**Set problem**.
Copy all the rows below, requests included, and shift each answer coordinate (the x and y values listed under every "Target:" line) up by 19. Leave the numbers in the requests and their sample lines unchanged.

**Data for the task**.
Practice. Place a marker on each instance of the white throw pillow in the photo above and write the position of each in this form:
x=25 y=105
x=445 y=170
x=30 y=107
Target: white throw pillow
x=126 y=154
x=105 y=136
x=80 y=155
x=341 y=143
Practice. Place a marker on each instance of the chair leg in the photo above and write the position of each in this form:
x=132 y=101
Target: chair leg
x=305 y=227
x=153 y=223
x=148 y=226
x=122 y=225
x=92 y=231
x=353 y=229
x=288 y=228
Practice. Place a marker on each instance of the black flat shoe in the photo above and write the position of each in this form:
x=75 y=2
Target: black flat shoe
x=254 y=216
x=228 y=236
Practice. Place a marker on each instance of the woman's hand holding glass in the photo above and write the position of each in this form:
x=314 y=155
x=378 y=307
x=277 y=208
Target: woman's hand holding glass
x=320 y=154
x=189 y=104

**Full solution**.
Practice. Place a marker on each instance of the white throw pillow in the photo above and write the position of each in this form:
x=25 y=105
x=445 y=170
x=30 y=107
Target: white throw pillow
x=145 y=173
x=124 y=155
x=99 y=174
x=360 y=162
Practice. Place a marker on each instance of the chair leg in the photo above and write the position of each in this form:
x=132 y=101
Target: chair leg
x=324 y=246
x=172 y=242
x=167 y=245
x=141 y=244
x=111 y=250
x=372 y=248
x=307 y=247
Practice. Place a marker on each instance of the black flat shoe in the photo above and write the position of each in this form:
x=75 y=2
Target: black flat shoe
x=273 y=235
x=247 y=255
Practice. Place a marker on each instance of the woman's hand holding glass in the photo above and write the position of each in this form:
x=314 y=155
x=378 y=307
x=277 y=208
Target: woman's hand holding glass
x=339 y=173
x=208 y=123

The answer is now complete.